BYOD Security . VDI Can Help

On 14 November 2012 by Pete Petersen

Holes In BYOD

Allowing employees to bring their own devices to work–and use them to do actual company work–has many advantages. And disadvantages. To be clear, smartphones and tablets are just computers. As pointed out by Paul Roberts in the “Holes In BYOD” article, a jailbroken iPhone is just a Unix host–with all the implications of having full access to the IP stack, file system, underneath all of Apple’s neat security features of iOS. Let’s list a few of the advantages and disadvantages of BYOD.

BYOD Advantages

  • Less hardware (end device) cost
  • Happier employees; they feel more free and trusted by the organization
  • No Tech Refresh budget needed for the end devices
  • No “golden” image(s) to manage for the devices

BYOD Disadvantages

  • Security risks of uncontrolled devices on the corporate network (malware, virus, breached devices)
  • Unauthorized applications accessing corporate data (risk of corruption, security)
  • Lost (unlocked) devices containing sensitive data

Five Tips For Better BYOD Security

The following is a direct excerpt from Paul Roberts’ article:

 

Letting employees bring their own devices onto the company network doesn’t have to be complicated, says
Kevin Mahaffey, CTO and a co-founder of Lookout Mobile Security, which makes security software for mobile devices. He suggests five simple steps for an effective BYOD security program.

  1. Have sensible, but not restrictive, policies. Emphasize user education about the threats posed by lost, stolen, and infected mobile devices and enforce reasonable policies such as requiring a PIN code to get physical access to a mobile device used on the company network.
  2. Implement remote lock, wipe, and locate features on company- and employee-owned devices. There are any number of mobile device management packages that offer these kind of remote features, and device location and remote wipe come standard with newer versions of Apple’s iOS software.
  3. Install anti-malware protection. It’s still early days for mobile malware, but the trend lines point sharply up and to the right. Better to be safe than sorry: Install mobile anti-malware now.
  4. Road warriors should use VPNs for everything when connecting to company assets from mobile devices, especially when connecting over public Wi-Fi.

==*==

• Exercise
Continue the BYOD security article from the end of its fourth tip.

• Saved data entries
==*==

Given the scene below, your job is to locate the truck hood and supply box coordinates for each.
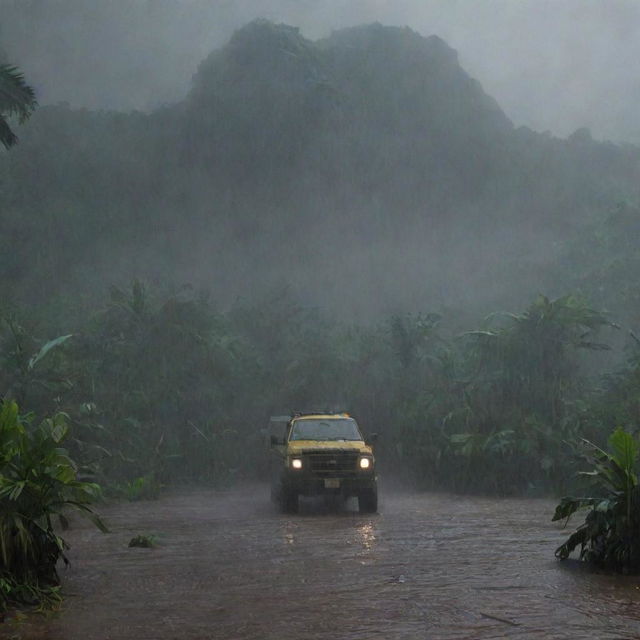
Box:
[287,440,373,456]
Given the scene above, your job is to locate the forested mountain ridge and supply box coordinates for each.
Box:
[0,20,640,314]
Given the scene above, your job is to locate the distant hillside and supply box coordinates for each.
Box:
[0,20,640,316]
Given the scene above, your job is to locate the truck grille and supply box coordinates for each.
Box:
[303,451,358,478]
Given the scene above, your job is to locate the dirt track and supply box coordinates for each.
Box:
[0,486,640,640]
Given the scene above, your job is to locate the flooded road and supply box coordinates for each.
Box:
[0,486,640,640]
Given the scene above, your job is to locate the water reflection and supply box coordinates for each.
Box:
[356,522,376,551]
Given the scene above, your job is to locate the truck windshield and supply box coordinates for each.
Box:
[289,418,362,440]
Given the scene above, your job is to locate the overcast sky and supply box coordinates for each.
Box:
[0,0,640,143]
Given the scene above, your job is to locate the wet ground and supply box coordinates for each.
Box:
[0,486,640,640]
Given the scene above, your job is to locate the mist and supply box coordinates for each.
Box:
[0,0,640,142]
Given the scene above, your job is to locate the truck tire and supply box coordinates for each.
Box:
[358,489,378,513]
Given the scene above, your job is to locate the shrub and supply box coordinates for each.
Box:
[0,401,106,609]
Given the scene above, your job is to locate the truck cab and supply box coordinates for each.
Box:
[270,413,378,513]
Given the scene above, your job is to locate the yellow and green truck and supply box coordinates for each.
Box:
[270,413,378,513]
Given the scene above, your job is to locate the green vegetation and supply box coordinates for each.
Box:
[0,21,640,584]
[0,281,640,500]
[0,401,106,611]
[0,64,37,149]
[553,429,640,573]
[129,534,156,549]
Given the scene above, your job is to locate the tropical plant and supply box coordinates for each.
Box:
[0,64,38,149]
[553,428,640,573]
[0,401,106,609]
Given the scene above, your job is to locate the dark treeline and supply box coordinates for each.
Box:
[0,282,640,498]
[0,21,640,495]
[0,21,640,596]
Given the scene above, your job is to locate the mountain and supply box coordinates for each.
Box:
[0,20,640,317]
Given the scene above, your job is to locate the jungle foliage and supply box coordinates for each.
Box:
[553,428,640,573]
[0,281,638,500]
[0,400,106,612]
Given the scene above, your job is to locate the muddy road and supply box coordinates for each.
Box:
[0,486,640,640]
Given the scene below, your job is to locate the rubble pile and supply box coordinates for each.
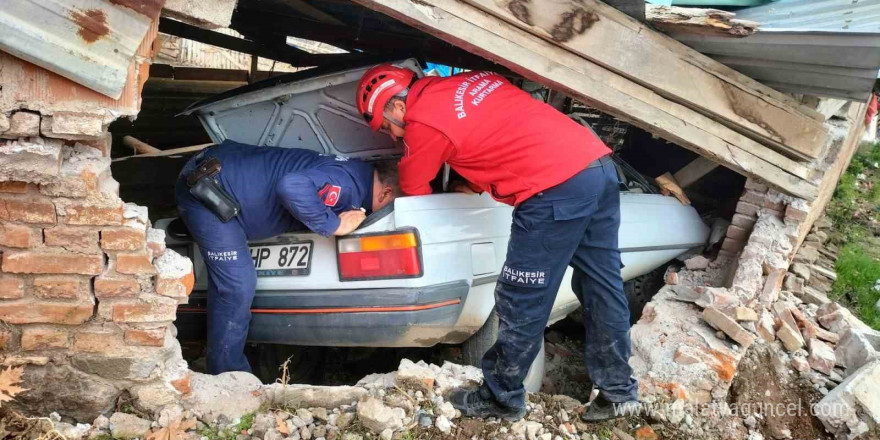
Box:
[631,175,880,439]
[29,359,664,440]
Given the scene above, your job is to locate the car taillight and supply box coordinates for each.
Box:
[336,231,422,281]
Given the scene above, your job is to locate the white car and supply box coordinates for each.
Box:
[157,60,709,390]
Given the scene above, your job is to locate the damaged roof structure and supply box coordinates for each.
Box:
[0,0,880,436]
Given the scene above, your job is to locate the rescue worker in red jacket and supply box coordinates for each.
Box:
[357,64,639,422]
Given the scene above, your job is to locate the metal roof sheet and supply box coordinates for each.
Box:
[0,0,156,99]
[672,29,880,100]
[736,0,880,32]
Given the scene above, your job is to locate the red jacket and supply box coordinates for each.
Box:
[400,72,611,205]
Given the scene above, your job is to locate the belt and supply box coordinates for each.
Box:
[586,154,613,169]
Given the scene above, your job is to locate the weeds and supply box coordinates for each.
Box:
[827,143,880,330]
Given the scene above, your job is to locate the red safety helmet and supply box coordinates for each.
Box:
[356,64,416,131]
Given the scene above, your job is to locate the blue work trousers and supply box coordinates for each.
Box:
[482,156,638,408]
[175,165,257,374]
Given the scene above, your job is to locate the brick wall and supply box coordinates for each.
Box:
[0,129,193,418]
[0,17,193,422]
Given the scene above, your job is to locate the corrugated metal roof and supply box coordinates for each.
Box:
[672,0,880,100]
[673,30,880,100]
[736,0,880,32]
[0,0,158,99]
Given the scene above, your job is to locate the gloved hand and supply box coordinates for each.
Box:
[333,209,367,235]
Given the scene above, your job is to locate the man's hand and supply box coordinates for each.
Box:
[333,209,367,235]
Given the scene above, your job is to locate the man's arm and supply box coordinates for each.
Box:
[399,122,455,196]
[275,169,363,237]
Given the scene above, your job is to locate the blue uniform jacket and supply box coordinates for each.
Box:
[193,140,373,240]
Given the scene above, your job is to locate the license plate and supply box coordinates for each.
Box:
[250,241,312,277]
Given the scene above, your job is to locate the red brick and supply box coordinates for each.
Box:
[746,177,767,193]
[721,237,746,252]
[3,251,104,275]
[116,252,156,275]
[101,228,146,251]
[764,197,785,211]
[95,276,141,299]
[31,275,89,300]
[0,330,12,351]
[43,226,98,252]
[730,214,757,230]
[171,372,192,396]
[156,272,195,298]
[785,205,809,223]
[73,331,120,353]
[113,303,177,322]
[0,275,24,299]
[736,201,761,217]
[0,198,55,223]
[0,223,40,248]
[727,225,750,242]
[64,204,122,226]
[21,327,70,350]
[0,180,28,194]
[0,302,94,325]
[739,190,766,206]
[125,327,165,347]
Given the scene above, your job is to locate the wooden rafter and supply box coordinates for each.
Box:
[355,0,817,199]
[464,0,827,158]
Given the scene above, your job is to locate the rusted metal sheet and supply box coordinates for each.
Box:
[0,0,165,99]
[0,20,159,124]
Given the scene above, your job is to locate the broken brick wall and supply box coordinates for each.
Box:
[0,23,193,421]
[630,103,864,436]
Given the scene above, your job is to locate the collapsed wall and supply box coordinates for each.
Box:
[0,23,193,421]
[631,103,880,438]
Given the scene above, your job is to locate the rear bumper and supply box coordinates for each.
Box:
[177,281,470,347]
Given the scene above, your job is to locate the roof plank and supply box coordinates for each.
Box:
[460,0,827,158]
[355,0,817,200]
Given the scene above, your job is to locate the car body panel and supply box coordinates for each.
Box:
[165,60,709,346]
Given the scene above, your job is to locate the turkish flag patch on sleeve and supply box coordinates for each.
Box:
[318,183,342,206]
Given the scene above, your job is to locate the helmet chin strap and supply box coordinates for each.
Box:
[383,113,406,128]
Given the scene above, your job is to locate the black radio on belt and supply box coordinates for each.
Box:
[186,157,241,223]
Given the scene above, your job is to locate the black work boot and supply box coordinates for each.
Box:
[449,386,526,422]
[581,393,642,423]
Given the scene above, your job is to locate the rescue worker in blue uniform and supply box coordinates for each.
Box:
[175,140,400,374]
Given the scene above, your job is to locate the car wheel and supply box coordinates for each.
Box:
[461,310,545,393]
[623,267,666,325]
[248,344,326,383]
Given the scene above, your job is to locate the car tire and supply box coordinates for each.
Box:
[461,310,546,393]
[624,267,666,325]
[249,344,326,384]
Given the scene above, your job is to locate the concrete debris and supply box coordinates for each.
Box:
[357,396,406,434]
[395,359,436,393]
[684,255,709,270]
[807,339,837,375]
[265,384,368,409]
[734,307,758,321]
[703,307,755,349]
[0,111,40,139]
[834,328,880,373]
[814,360,880,439]
[182,371,263,423]
[110,413,152,439]
[776,321,804,352]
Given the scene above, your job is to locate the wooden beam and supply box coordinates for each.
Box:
[645,4,759,38]
[460,0,827,158]
[672,156,721,188]
[159,17,364,67]
[355,0,817,199]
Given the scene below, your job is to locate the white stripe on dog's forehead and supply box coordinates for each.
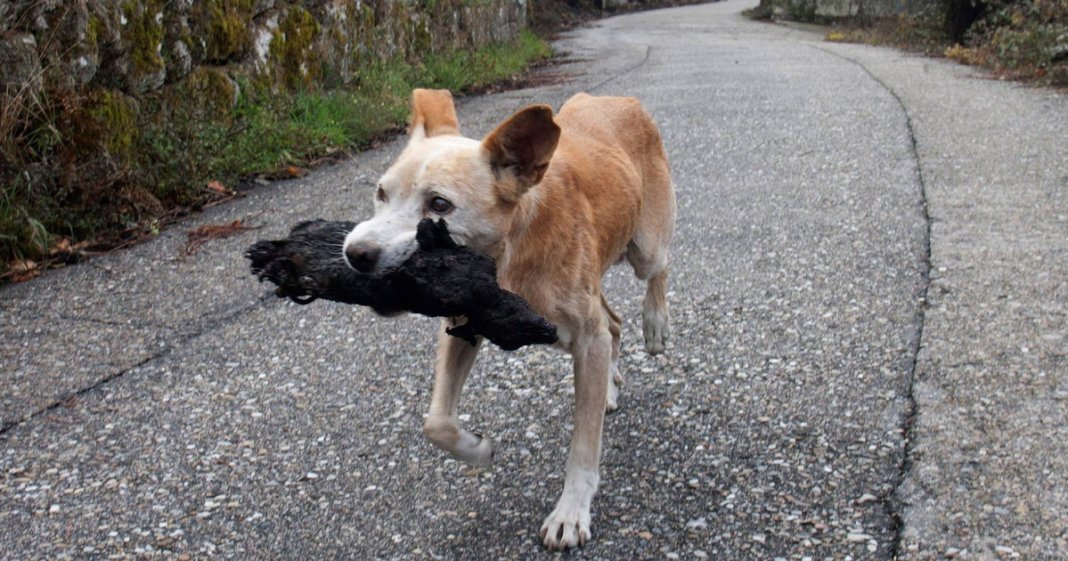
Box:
[379,136,482,189]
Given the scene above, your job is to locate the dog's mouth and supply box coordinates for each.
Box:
[371,306,405,317]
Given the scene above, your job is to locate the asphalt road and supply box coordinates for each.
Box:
[0,1,1068,560]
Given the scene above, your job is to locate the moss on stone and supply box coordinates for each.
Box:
[87,90,139,159]
[270,5,323,89]
[197,0,255,63]
[123,0,163,74]
[174,66,240,121]
[85,14,104,51]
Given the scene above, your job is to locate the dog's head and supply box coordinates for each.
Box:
[344,90,560,272]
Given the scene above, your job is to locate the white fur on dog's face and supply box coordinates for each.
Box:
[344,135,514,272]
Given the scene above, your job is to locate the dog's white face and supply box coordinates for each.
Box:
[345,135,514,272]
[343,90,560,274]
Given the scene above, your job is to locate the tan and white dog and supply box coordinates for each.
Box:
[344,90,675,549]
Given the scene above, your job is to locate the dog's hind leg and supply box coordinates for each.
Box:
[601,293,623,411]
[627,227,671,355]
[627,148,675,355]
[423,320,493,465]
[540,317,612,549]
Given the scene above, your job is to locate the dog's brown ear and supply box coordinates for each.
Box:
[482,105,560,203]
[408,89,460,138]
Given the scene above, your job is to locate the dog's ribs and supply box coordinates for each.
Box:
[246,218,556,350]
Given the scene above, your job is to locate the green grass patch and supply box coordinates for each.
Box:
[0,32,551,281]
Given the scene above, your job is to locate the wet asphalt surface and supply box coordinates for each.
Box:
[0,2,1059,560]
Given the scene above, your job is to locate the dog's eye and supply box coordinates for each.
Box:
[429,197,453,215]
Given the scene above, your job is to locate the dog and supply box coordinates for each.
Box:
[343,90,675,549]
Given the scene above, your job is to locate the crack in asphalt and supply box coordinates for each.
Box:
[586,45,653,93]
[0,294,273,438]
[810,45,931,561]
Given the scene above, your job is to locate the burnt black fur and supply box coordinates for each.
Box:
[245,218,556,350]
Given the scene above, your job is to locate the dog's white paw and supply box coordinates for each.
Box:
[604,368,623,412]
[642,311,671,355]
[540,498,590,549]
[452,431,493,466]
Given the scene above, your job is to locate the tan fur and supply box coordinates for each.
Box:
[346,90,675,548]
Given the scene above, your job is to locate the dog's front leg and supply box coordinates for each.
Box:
[423,320,493,465]
[540,323,612,549]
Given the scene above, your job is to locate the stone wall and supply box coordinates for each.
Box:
[760,0,936,21]
[0,0,527,98]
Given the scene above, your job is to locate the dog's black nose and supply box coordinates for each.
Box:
[345,241,382,272]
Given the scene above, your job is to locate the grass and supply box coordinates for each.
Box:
[0,32,551,282]
[811,0,1068,88]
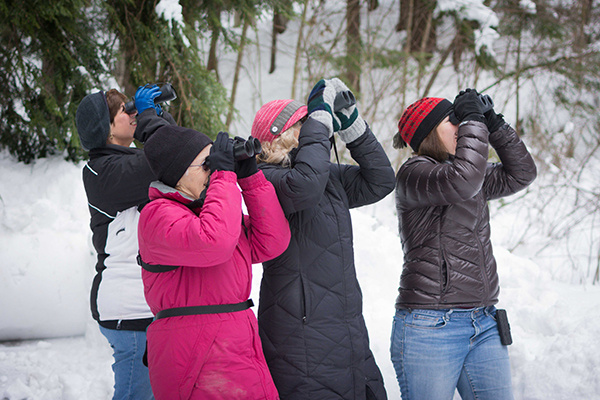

==*==

• Written reply
  5. Focus on authentication and identity. Strong passwords aren’t enough, especially when keylogging malware and man-in-themiddle attacks may be present. Multifactor authentication or federated identity should be used to access high-value services on the company network.

—Paul Roberts

A Study In Scarlet

Many of these concerns can be mitigated with a VDI solution. Let’s address a few together. To be clear, Paul’s article should be reviewed and understood completely before taking off into BYOD territory–and I’m not talking about just large corporations either; I mean organizations large and small, public and private, domestic and offshore.

In Paul’s excellent set of tips above, #4 is especially interesting when considering the list in context of a VDI implementation. All of the compute and needed organization assets are behind a firewall at this point. When users connect to their virtual desktop or published applications, they can connect through a Secure Gateway and run the session over an encrypted channel. In that case, no VPN needed for the stream. In some cases, it may be better to VPN-connect first, and then access the published resources, depending on regulatory requirements and security policies of the organization.

In addition, in a well-thought-out WiFi solution in this context, the WiFi network is also behind the firewall at least in the DMZ, if not placed on the outside of the trusted network. This way, employee-owned devices are always on the outside anyway. This method makes it easier to enforce policies such as never letting corporate email or documents get onto mobile devices in the first place.

All organizations should clearly understand the risks and benefits of BYOD before embarking down the road. Organizations that are already in the thick of BYOD before realizing they got there have some work to do. But there are solutions that not only make it better, but can have a very positive effect on employee productivity and saving money on end user devices.